─── Given entries ───

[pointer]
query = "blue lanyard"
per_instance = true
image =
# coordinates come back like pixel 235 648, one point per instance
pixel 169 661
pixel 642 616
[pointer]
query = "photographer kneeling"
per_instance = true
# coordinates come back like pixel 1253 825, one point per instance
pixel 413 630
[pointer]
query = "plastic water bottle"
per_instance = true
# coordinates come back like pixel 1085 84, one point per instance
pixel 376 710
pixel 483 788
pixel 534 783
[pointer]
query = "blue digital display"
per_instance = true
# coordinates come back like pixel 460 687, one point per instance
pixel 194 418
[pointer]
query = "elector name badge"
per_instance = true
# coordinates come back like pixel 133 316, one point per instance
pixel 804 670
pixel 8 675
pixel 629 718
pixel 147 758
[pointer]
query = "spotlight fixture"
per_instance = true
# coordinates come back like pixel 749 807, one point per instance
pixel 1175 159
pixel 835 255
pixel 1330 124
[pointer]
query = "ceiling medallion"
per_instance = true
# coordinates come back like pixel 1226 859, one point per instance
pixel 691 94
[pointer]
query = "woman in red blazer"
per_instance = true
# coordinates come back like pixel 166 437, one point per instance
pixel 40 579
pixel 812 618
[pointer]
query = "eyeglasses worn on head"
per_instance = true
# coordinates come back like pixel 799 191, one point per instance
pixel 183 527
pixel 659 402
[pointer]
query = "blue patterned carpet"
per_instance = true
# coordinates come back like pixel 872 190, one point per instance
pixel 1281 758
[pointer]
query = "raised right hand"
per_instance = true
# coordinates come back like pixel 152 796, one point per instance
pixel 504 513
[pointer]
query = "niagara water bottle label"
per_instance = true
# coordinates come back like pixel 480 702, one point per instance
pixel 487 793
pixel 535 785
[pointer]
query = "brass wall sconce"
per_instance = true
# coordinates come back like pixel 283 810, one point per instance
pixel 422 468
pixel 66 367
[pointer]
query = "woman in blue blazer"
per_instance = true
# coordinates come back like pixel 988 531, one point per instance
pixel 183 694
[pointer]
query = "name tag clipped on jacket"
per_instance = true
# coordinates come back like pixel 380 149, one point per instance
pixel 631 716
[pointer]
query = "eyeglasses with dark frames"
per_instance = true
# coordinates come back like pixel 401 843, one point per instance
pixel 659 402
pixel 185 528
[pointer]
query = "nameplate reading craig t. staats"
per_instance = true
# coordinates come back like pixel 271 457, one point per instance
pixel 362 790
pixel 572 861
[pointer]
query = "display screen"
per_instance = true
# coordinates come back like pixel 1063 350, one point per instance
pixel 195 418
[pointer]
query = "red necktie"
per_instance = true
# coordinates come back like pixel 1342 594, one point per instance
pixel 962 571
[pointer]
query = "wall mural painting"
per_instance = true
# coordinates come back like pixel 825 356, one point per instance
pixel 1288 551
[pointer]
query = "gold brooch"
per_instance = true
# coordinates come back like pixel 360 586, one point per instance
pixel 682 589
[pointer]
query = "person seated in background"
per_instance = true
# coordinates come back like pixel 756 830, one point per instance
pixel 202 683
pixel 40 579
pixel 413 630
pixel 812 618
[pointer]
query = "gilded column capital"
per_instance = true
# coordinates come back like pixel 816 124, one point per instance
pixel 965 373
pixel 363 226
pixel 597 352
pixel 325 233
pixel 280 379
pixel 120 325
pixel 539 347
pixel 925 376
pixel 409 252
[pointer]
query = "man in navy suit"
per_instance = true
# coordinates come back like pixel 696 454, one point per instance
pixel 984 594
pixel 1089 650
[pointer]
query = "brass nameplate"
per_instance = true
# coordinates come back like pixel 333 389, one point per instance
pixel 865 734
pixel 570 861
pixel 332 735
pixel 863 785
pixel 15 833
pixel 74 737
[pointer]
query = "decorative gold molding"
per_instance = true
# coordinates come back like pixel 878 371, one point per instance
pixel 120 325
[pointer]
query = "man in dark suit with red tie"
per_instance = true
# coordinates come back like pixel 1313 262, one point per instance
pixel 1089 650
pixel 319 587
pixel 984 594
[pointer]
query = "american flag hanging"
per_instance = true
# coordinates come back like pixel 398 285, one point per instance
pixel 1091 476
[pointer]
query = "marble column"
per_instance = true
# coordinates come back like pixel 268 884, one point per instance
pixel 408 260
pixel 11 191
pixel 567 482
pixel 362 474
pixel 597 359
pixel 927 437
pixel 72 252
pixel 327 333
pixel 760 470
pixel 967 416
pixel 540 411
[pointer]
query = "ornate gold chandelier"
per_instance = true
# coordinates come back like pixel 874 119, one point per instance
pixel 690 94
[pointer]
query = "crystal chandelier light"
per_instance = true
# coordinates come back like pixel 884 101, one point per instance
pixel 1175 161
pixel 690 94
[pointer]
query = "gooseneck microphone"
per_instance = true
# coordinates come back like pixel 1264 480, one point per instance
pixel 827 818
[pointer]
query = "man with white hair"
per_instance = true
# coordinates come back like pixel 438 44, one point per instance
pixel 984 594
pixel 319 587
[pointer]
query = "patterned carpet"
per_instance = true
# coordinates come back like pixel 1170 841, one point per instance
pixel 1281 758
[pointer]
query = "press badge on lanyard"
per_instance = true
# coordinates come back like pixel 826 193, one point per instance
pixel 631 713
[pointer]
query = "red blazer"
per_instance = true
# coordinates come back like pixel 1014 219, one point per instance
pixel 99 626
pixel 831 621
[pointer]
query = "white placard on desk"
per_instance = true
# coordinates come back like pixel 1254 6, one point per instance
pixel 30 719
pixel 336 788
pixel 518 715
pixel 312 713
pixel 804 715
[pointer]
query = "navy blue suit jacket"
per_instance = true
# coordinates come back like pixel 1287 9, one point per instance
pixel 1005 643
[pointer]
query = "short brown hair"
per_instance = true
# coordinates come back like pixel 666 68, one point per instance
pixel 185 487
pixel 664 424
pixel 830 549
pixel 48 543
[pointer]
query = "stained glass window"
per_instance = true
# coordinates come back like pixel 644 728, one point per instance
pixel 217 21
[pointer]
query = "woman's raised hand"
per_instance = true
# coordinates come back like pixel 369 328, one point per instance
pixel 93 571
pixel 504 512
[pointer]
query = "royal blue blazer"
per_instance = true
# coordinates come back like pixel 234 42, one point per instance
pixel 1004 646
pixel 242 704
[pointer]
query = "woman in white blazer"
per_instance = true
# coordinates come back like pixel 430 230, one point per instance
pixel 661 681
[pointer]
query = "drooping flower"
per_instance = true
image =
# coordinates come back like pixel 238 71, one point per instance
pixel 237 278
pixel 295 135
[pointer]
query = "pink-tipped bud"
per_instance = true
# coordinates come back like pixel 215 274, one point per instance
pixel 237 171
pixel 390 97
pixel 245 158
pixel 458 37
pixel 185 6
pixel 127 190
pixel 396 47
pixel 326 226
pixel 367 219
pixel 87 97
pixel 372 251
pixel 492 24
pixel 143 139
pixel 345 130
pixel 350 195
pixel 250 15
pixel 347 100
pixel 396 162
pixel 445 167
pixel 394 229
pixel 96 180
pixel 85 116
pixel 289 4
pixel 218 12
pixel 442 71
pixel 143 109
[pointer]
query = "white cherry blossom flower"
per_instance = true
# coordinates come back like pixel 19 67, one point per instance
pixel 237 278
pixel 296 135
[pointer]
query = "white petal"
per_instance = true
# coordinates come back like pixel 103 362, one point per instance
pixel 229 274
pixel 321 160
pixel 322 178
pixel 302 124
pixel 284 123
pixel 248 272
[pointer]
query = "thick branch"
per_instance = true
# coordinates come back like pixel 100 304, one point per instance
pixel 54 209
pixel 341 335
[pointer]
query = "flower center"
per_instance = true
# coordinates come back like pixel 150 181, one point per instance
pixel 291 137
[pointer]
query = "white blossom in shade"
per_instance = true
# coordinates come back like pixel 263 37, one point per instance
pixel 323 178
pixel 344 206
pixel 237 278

───

Exercise brief
Please retype all of the data above exactly as it appears.

Solution to this exercise
[pointer]
query = "blue lanyard"
per_instance = true
image =
# coordinates come back like pixel 235 648, one point per instance
pixel 169 661
pixel 642 616
[pointer]
query = "photographer kneeling"
per_instance = true
# coordinates come back like pixel 1253 825, one point per instance
pixel 413 630
[pointer]
query = "plastic water bottle"
per_instance = true
# coordinates come back like pixel 1085 84, one point per instance
pixel 376 710
pixel 483 788
pixel 534 783
[pointer]
query = "blue digital display"
per_instance = true
# coordinates come back like pixel 460 687, one point per instance
pixel 194 418
[pointer]
query = "elector name badge"
per_instance = true
# coordinates come back like pixel 133 316, one point per instance
pixel 804 670
pixel 8 675
pixel 629 718
pixel 147 758
[pointer]
query = "spotlight fixture"
per_instance = true
# coordinates come back like pixel 749 807, one point per instance
pixel 1175 159
pixel 835 255
pixel 1330 124
[pointer]
query = "ceiling medallion"
per_instance = true
# coordinates come back like pixel 1226 859, one point per instance
pixel 691 94
[pointer]
query = "woman in red blazer"
per_instance = true
# coordinates come back like pixel 166 437, one point per instance
pixel 40 579
pixel 812 618
[pointer]
query = "eyeglasses worn on head"
per_instance = true
# coordinates come back like pixel 799 191, one point per instance
pixel 183 527
pixel 659 402
[pointer]
query = "blue patterned carpet"
per_instance = true
# coordinates come back like pixel 872 190, one point per instance
pixel 1281 758
[pointer]
query = "raised right hand"
per_instance = true
# coordinates come back like pixel 152 796, one point per instance
pixel 504 513
[pointer]
query = "niagara water bottle label"
per_instance = true
# coordinates come back like pixel 480 702, one point per instance
pixel 487 793
pixel 535 785
[pointer]
query = "brass wall sconce"
per_instance = true
# coordinates come back like pixel 283 810, one point per instance
pixel 422 468
pixel 66 367
[pointer]
query = "woman in blue blazer"
per_instance = true
# coordinates come back like pixel 988 531, one point per instance
pixel 183 694
[pointer]
query = "name tag clipped on jacket"
per_instance = true
# coordinates come back like pixel 380 149, one point per instance
pixel 631 716
[pointer]
query = "eyeglasses with dark frames"
per_instance = true
# coordinates come back like pixel 401 843, one point per instance
pixel 659 402
pixel 185 528
[pointer]
query = "nameplate reading craig t. staats"
per_instance = true
# coordinates come back like pixel 271 457, one point per instance
pixel 362 790
pixel 572 861
[pointer]
query = "display screen"
per_instance = true
# coordinates come back like pixel 1063 350, one point per instance
pixel 195 418
[pointer]
query = "red necktie"
per_instance = true
# coordinates come back like pixel 1342 594, one point per instance
pixel 962 571
[pointer]
query = "wall mural painting"
per_instance = true
# coordinates come back like pixel 825 356, one point per instance
pixel 1288 551
[pointer]
query = "gold brooch"
per_instance = true
# coordinates come back like pixel 360 586, one point per instance
pixel 682 589
[pointer]
query = "person seated in background"
per_instance = true
# coordinates come back like pixel 756 830, one point per instance
pixel 202 683
pixel 40 579
pixel 413 630
pixel 812 618
[pointer]
query = "gilded column capital"
per_instance = true
# coordinates come back like pixel 816 124, one point per instance
pixel 965 373
pixel 363 226
pixel 597 352
pixel 325 233
pixel 280 379
pixel 120 325
pixel 539 347
pixel 925 376
pixel 409 252
[pointer]
query = "man in navy suit"
per_instance = true
# coordinates come back like pixel 696 454, one point per instance
pixel 984 594
pixel 1089 650
[pointer]
query = "brass nameplate"
per_instance = true
# coordinates come back like pixel 333 389, one point per instance
pixel 865 734
pixel 570 861
pixel 332 735
pixel 863 785
pixel 15 833
pixel 74 737
[pointer]
query = "decorative gold molding"
per_instance = true
# coordinates come back like pixel 878 371, one point per instance
pixel 120 325
[pointer]
query = "man in dark suit with red tie"
per_instance = true
# coordinates come back like pixel 1313 262, one point per instance
pixel 1089 650
pixel 319 587
pixel 984 594
[pointer]
query = "american flag hanging"
per_instance = true
# coordinates come back like pixel 398 285, one point per instance
pixel 1091 476
[pointer]
query = "marble column"
per_instance = true
# coordinates come back like pixel 268 884, one point per instance
pixel 408 260
pixel 11 191
pixel 567 482
pixel 362 474
pixel 597 359
pixel 927 437
pixel 72 252
pixel 327 333
pixel 760 470
pixel 967 416
pixel 540 411
[pointer]
query = "ornate gold chandelier"
per_instance = true
# coordinates come back like pixel 874 119, one point per instance
pixel 690 94
[pointer]
query = "crystal chandelier light"
per_instance = true
# coordinates come back like pixel 884 101, one point per instance
pixel 1175 161
pixel 690 94
[pointer]
query = "gooseneck microphone"
per_instance = true
# coordinates come back like pixel 1264 480, one point per instance
pixel 827 818
[pointer]
query = "man with white hair"
per_instance = true
# coordinates come back like pixel 438 44, one point per instance
pixel 984 594
pixel 319 587
[pointer]
query = "patterned carpet"
per_instance = true
# coordinates come back like pixel 1170 841, one point per instance
pixel 1281 758
[pointer]
query = "press badge on lanyard"
per_instance = true
# coordinates come back like pixel 826 193, one point per instance
pixel 631 713
[pointer]
query = "red blazer"
per_instance = true
# coordinates come back like pixel 1014 219, one point per instance
pixel 99 626
pixel 831 621
[pointer]
query = "white placard on desk"
per_instance = true
# coordinates come back like pixel 1254 6, one point per instance
pixel 30 719
pixel 336 788
pixel 518 715
pixel 312 713
pixel 804 715
[pointer]
query = "navy blue suit jacket"
per_instance = true
# coordinates come back like pixel 1287 9, one point per instance
pixel 1005 643
[pointer]
query = "short brown hair"
per_instance = true
# coordinates come back like pixel 666 68, one point per instance
pixel 185 487
pixel 664 424
pixel 830 549
pixel 48 543
[pointer]
query = "stained glass window"
per_instance = true
# coordinates come back like pixel 644 728, one point per instance
pixel 217 21
[pointer]
query = "woman's raised hand"
per_instance = true
# coordinates come back like pixel 369 328, one point per instance
pixel 93 571
pixel 504 512
[pointer]
query = "royal blue blazer"
per_instance = true
# coordinates come back like pixel 234 42, one point per instance
pixel 1004 646
pixel 242 704
[pointer]
query = "woman in white blazer"
per_instance = true
# coordinates come back like pixel 430 230, one point per instance
pixel 661 681
[pointer]
query = "drooping flower"
per_instance = true
image =
# coordinates come back like pixel 238 71, one point per instance
pixel 237 278
pixel 295 135
[pointer]
query = "pink-tipped bud"
per_instance = true
# coordinates come back like pixel 215 274, one point per instance
pixel 237 171
pixel 390 97
pixel 245 158
pixel 458 37
pixel 185 6
pixel 127 190
pixel 396 47
pixel 326 226
pixel 367 219
pixel 87 97
pixel 372 251
pixel 492 24
pixel 143 139
pixel 345 130
pixel 350 195
pixel 250 15
pixel 347 100
pixel 396 162
pixel 445 167
pixel 394 229
pixel 96 180
pixel 85 116
pixel 289 4
pixel 218 12
pixel 442 71
pixel 143 109
[pointer]
query = "white cherry blossom flower"
per_instance = true
# coordinates come back like pixel 19 67, one point per instance
pixel 237 278
pixel 296 135
[pointer]
query = "white petal"
per_instance = true
# coordinates come back like pixel 103 362, one point per instance
pixel 229 274
pixel 321 160
pixel 322 178
pixel 302 124
pixel 284 123
pixel 248 272
[pointer]
query = "thick branch"
per_instance = true
# coordinates come back like pixel 100 304, one point per instance
pixel 54 209
pixel 341 335
[pointer]
query = "flower center"
per_instance = true
# coordinates come back like pixel 150 181, one point per instance
pixel 291 137
[pointer]
query = "white blossom in shade"
per_instance = true
# coordinates come back like pixel 263 37, one point per instance
pixel 323 178
pixel 344 206
pixel 237 278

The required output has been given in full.